BRIEF
After locating the line with "Pick out the concrete" in the data that follows, return it and every later line exactly, up to and including the line with "Pick out the shirt collar, placing".

INPUT MATERIAL
=====

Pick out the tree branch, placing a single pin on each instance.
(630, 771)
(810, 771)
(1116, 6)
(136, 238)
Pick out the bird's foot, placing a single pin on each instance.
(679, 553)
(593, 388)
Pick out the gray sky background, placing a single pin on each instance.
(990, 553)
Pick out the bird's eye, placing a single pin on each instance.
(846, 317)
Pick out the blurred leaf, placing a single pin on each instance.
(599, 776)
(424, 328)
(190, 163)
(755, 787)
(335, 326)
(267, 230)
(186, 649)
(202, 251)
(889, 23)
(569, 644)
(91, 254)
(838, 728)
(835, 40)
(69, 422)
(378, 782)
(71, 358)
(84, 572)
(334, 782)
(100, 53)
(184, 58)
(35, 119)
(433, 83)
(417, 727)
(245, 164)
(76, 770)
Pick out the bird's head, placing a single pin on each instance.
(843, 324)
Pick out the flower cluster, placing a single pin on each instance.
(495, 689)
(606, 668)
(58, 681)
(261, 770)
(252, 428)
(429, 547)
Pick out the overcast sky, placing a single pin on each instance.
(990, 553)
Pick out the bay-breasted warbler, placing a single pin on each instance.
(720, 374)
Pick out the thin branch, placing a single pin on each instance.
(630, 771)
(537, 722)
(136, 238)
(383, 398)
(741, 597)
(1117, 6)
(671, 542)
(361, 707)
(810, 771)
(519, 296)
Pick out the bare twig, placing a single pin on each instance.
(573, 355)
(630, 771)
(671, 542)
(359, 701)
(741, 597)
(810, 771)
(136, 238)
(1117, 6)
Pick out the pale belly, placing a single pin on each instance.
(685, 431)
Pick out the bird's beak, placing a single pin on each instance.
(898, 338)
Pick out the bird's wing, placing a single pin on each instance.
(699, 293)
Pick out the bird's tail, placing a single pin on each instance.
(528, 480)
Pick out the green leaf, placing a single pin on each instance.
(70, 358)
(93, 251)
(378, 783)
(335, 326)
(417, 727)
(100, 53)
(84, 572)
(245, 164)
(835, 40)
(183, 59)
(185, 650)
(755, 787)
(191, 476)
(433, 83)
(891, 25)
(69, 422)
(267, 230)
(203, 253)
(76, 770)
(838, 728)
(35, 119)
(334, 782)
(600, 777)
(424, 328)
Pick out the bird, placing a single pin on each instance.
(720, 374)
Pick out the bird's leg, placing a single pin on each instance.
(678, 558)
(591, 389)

=====

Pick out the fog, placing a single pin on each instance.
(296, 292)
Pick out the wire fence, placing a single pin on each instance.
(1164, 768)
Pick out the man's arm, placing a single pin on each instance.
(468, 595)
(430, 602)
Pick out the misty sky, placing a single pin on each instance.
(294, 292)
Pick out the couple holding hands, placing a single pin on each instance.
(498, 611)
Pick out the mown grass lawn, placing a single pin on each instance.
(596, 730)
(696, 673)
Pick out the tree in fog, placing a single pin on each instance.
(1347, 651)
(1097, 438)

=====

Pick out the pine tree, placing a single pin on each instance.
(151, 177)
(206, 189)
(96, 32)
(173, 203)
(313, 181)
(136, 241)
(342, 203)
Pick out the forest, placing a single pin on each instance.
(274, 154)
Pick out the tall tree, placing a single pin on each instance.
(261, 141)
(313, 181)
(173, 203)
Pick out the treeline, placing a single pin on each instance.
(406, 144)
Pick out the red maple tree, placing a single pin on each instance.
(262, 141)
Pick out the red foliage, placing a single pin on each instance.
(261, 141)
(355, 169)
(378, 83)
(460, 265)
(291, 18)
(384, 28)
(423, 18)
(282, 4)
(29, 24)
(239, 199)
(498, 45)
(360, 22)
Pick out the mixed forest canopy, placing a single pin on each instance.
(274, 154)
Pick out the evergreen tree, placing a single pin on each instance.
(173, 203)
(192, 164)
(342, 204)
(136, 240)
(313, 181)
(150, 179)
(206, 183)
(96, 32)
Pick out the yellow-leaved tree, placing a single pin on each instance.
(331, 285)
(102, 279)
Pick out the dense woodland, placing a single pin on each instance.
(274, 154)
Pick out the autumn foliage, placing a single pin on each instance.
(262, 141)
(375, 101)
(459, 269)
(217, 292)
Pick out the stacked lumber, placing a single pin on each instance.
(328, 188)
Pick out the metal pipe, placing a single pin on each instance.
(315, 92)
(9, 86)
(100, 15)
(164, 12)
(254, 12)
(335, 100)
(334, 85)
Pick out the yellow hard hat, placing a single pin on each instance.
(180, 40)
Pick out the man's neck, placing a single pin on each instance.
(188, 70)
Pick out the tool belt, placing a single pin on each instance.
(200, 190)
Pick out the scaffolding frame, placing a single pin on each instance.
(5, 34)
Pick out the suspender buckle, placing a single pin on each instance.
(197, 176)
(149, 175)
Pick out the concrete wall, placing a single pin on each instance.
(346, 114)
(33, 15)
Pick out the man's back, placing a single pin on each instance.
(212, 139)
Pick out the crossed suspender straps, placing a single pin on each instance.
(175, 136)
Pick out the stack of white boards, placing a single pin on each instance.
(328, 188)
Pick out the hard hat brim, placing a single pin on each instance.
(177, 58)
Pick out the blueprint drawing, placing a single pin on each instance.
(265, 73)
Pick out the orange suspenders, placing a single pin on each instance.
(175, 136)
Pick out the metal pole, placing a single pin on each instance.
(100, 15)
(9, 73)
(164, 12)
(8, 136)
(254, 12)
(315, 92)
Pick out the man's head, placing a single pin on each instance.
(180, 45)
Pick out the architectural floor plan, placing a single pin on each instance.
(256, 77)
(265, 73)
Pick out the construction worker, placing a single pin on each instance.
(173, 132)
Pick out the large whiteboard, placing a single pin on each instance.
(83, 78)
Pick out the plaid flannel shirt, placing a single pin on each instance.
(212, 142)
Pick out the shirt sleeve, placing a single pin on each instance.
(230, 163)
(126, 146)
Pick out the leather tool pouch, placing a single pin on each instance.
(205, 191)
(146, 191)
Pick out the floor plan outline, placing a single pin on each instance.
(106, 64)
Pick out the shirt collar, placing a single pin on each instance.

=====

YOUR SOLUTION
Pick out the concrete wall, placing a single pin on each instance.
(346, 114)
(33, 15)
Pick out the man's back, placing a single pin on each instance.
(212, 139)
Pick out the crossed suspender straps, placing a single pin on each instance.
(175, 136)
Pick out the stack of white boards, placing a single pin on each instance.
(328, 188)
Pick out the hard hat brim, placing a single pin on each instance.
(177, 58)
Pick out the blueprint drawing, placing a single pin on each instance.
(265, 73)
Pick out the orange suspenders, placing a single pin on each instance.
(175, 136)
Pick out the metal pole, placing a single pin on each instance.
(100, 15)
(9, 73)
(164, 12)
(8, 136)
(254, 12)
(315, 92)
Pick out the man's head, placing a single pin on each instance.
(180, 45)
Pick out the architectural floor plan, placing a single pin on each instance.
(256, 77)
(265, 73)
Pick out the construction worker, placing a single pin on each instance.
(173, 132)
Pick out the large whiteboard, placing a single pin on each instance.
(83, 78)
Pick out the plaid flannel shirt, placing a single pin on each instance.
(212, 142)
Pick out the shirt sleeve, placing a single pin on each instance.
(230, 163)
(126, 146)
Pick out the leather tool pouch, placing a single pin on each instance.
(205, 191)
(146, 191)
Pick out the floor plan outline, placing a single pin on each instance.
(106, 64)
Pick out the shirt collar, placing a single pin on each instance.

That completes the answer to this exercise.